Imprime textualmente el fragmento del hilo sobre el medidor LC que va entre "A propósito te" y "muy rectos también.", ambos incluidos.

• Texto extraído:
════════════════

A propósito te sugiero des una mirada a la imagen #3 del link que te indico arriba. Es mi ejecución del  LC Meter, versión 1 con el 16F84 y LM511. Al lado derecho puedes ver la plaqueta correspondiente al oscilador. El conmutador L/C es el push-button de color verde que aparece apuntando hacia arriba. Como podrás notar, todos los elementos correspondientes al tanque de oscilación y al conmutador se encuentran situados a distancias muy cortas unos de otros, todo muy cerca del LM511 y toda conexión entre ellos muy recta y con ángulos muy rectos también.

Siendo radio-aficionado debes de conocer bien las reglas a seguir para la construcción de elementos para RF. Ese oscilador "ES" un oscilador de RF. Debe funcionar en las cercanías de los 550 KHz. El tanque LC (82 µH, 1000 pF) es muy sensible a cualquier variación y la longitud de las conexiones que has hecho, mucha. Introducen mucha L y C en el oscilador y, como los cable no están fijos, estos valores están sujetos a variar con cualquier cosa. El solo acercar y retirar la mano al aparato introduce variaciones de capacidad y cualquier vibración o movimiento de la caja puede hacer variar la L introducida por los cable. Te recuerdo que el instrumento es capaz de leer décimas de pF o de µH.

Te sugiero que redistribuyas el cunjunto banas+conmutador a fin de reducir al máximo las distancias de sus conexiones y que los acerques lo más posible a las entradas correspondientes del PIC, para el mismo fin.

También repasa muy bien las soldaduras y, SUERTE.

El mío funciona muy bien.


----------



## LU1FDU (Nov 4, 2012)

Hola Mrcven:

te comento que modifique la posicion de la llave para acortar al minimo las conexiones. Ahora la f2 es 00041746 y la f2 00058088, pero me sigue marcando 10.1 pf por mas que lo calibre, ademas controle con un capacitor bueno de 100 pf y me da 736.9 pf, mientras que el tester que tengo me da 80 pf. Podra se un promela de la llave de cambio que tenga capacidad interna? Tambien probe de desconectar la conexion a las puntas y nada, y tambien probe de desconectar el reset de calibracion y nada sigue igual. Ya no se que puede ser mas que el solftware, pero no dispongo de otro .hex mas que el original.

Saludos Cordiales LU1FDU


----------



## mcrven (Nov 5, 2012)

LU1FDU dijo:


> Hola Mrcven:
> 
> te comento que modifique la posicion de la llave para acortar al minimo las conexiones. Ahora la f2 es 00041746 y la f2 00058088, pero me sigue marcando 10.1 pf por mas que lo calibre, ademas controle con un capacitor bueno de 100 pf y me da 736.9 pf, mientras que el tester que tengo me da 80 pf. Podra se un promela de la llave de cambio que tenga capacidad interna? Tambien probe de desconectar la conexion a las puntas y nada, y tambien probe de desconectar el reset de calibracion y nada sigue igual. Ya no se que puede ser mas que el solftware, pero no dispongo de otro .hex mas que el original.

════════════════

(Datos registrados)
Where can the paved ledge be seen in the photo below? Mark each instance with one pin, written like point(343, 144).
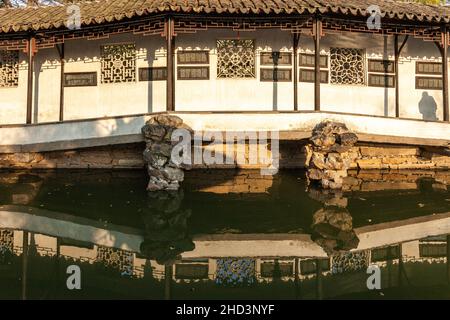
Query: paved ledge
point(291, 125)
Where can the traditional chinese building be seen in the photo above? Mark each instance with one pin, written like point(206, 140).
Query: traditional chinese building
point(95, 71)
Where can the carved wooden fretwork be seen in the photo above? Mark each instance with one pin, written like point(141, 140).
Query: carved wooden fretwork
point(347, 66)
point(9, 68)
point(118, 63)
point(235, 58)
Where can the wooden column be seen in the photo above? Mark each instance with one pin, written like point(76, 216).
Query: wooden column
point(317, 33)
point(295, 41)
point(61, 88)
point(397, 51)
point(445, 39)
point(170, 91)
point(31, 47)
point(397, 91)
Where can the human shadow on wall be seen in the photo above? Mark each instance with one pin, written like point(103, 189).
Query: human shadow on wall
point(428, 107)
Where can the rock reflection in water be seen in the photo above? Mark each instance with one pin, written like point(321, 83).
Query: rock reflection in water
point(332, 224)
point(166, 228)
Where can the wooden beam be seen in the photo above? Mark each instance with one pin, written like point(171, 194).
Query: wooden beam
point(445, 40)
point(61, 88)
point(317, 33)
point(170, 44)
point(296, 38)
point(31, 46)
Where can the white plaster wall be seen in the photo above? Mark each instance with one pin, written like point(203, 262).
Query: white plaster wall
point(114, 98)
point(303, 122)
point(214, 94)
point(46, 82)
point(219, 94)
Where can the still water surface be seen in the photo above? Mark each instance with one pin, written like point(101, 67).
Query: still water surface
point(225, 235)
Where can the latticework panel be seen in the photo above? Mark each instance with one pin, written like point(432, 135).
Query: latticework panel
point(235, 58)
point(116, 259)
point(118, 63)
point(6, 241)
point(9, 68)
point(350, 262)
point(347, 66)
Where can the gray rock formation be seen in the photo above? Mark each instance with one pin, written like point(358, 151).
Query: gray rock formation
point(327, 154)
point(164, 174)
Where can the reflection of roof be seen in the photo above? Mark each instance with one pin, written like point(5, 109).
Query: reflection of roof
point(106, 11)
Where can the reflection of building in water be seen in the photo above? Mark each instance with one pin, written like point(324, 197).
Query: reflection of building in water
point(230, 181)
point(125, 262)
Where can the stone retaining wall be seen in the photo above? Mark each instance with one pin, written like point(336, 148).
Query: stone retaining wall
point(292, 155)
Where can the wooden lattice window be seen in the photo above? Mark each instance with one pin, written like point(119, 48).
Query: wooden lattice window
point(276, 58)
point(428, 67)
point(308, 75)
point(428, 83)
point(425, 71)
point(193, 73)
point(308, 60)
point(9, 68)
point(278, 66)
point(307, 70)
point(118, 63)
point(193, 65)
point(193, 57)
point(347, 66)
point(153, 74)
point(381, 73)
point(235, 58)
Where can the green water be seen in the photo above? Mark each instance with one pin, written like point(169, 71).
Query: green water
point(227, 235)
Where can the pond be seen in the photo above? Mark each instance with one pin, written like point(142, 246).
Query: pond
point(226, 234)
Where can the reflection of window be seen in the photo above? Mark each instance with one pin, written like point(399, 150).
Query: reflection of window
point(434, 250)
point(310, 266)
point(425, 80)
point(276, 58)
point(428, 67)
point(387, 253)
point(381, 73)
point(235, 58)
point(191, 271)
point(277, 269)
point(307, 72)
point(118, 63)
point(9, 68)
point(116, 259)
point(347, 66)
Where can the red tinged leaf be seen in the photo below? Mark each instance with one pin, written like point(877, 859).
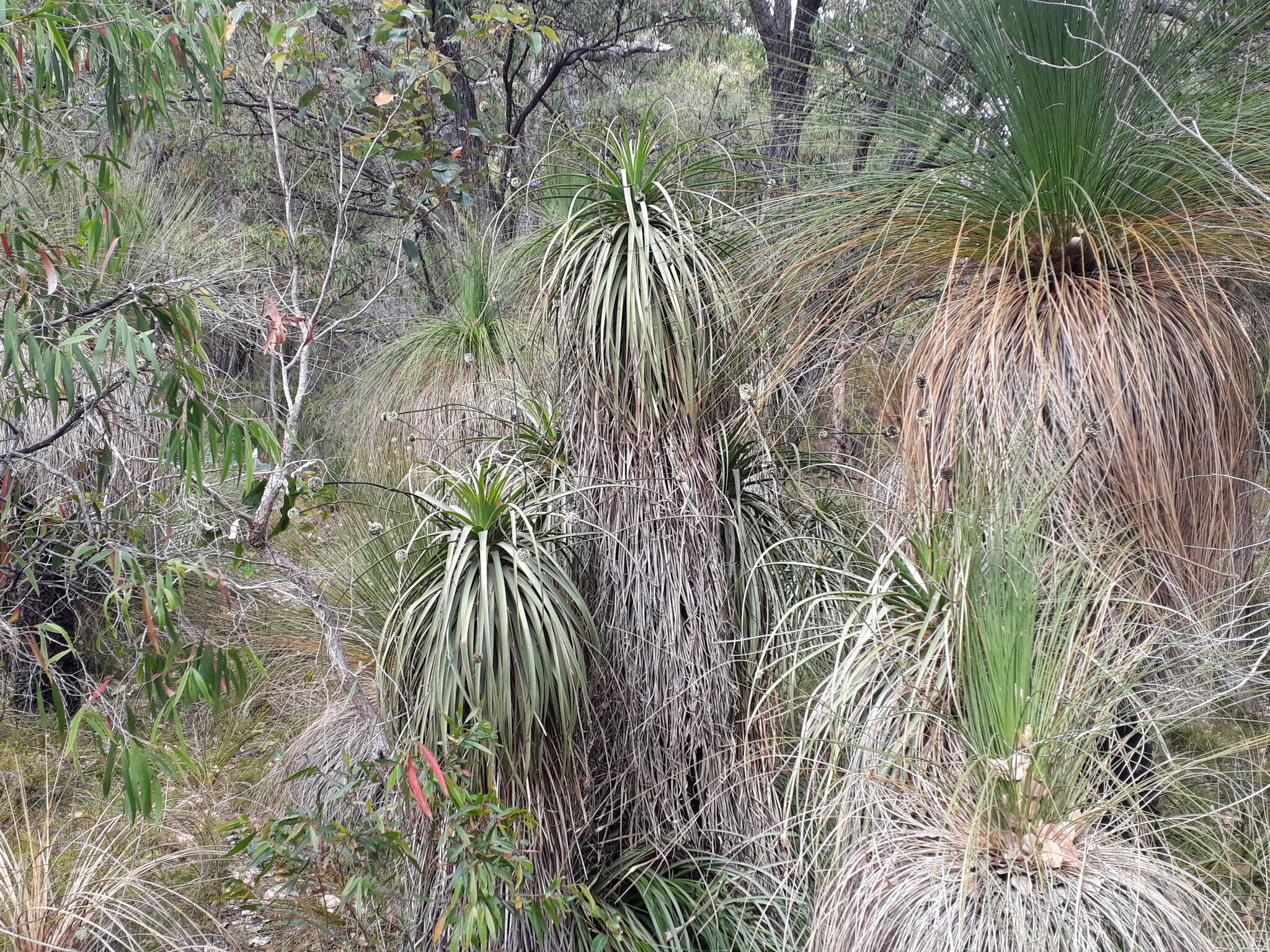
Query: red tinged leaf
point(150, 622)
point(50, 271)
point(100, 690)
point(110, 252)
point(415, 787)
point(277, 333)
point(436, 769)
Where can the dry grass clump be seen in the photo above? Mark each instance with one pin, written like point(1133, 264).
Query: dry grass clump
point(1096, 376)
point(97, 885)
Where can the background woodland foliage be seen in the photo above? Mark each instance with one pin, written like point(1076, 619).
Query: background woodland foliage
point(634, 477)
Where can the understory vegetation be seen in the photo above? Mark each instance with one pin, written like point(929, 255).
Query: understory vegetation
point(634, 477)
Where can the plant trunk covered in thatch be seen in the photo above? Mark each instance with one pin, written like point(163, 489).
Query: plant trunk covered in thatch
point(667, 707)
point(1126, 398)
point(647, 328)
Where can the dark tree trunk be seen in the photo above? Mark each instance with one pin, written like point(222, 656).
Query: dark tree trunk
point(785, 30)
point(43, 660)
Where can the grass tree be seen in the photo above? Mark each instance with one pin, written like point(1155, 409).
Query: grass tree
point(646, 328)
point(962, 771)
point(1077, 232)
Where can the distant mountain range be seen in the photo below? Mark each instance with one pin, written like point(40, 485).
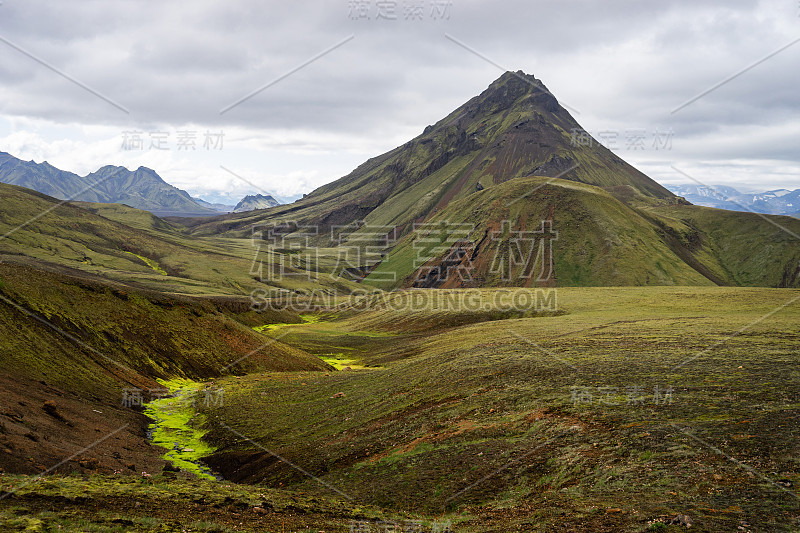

════════════════

• Tarea resuelta:
A propósito te sugiero des una mirada a la imagen #3 del link que te indico arriba. Es mi ejecución del  LC Meter, versión 1 con el 16F84 y LM511. Al lado derecho puedes ver la plaqueta correspondiente al oscilador. El conmutador L/C es el push-button de color verde que aparece apuntando hacia arriba. Como podrás notar, todos los elementos correspondientes al tanque de oscilación y al conmutador se encuentran situados a distancias muy cortas unos de otros, todo muy cerca del LM511 y toda conexión entre ellos muy recta y con ángulos muy rectos también.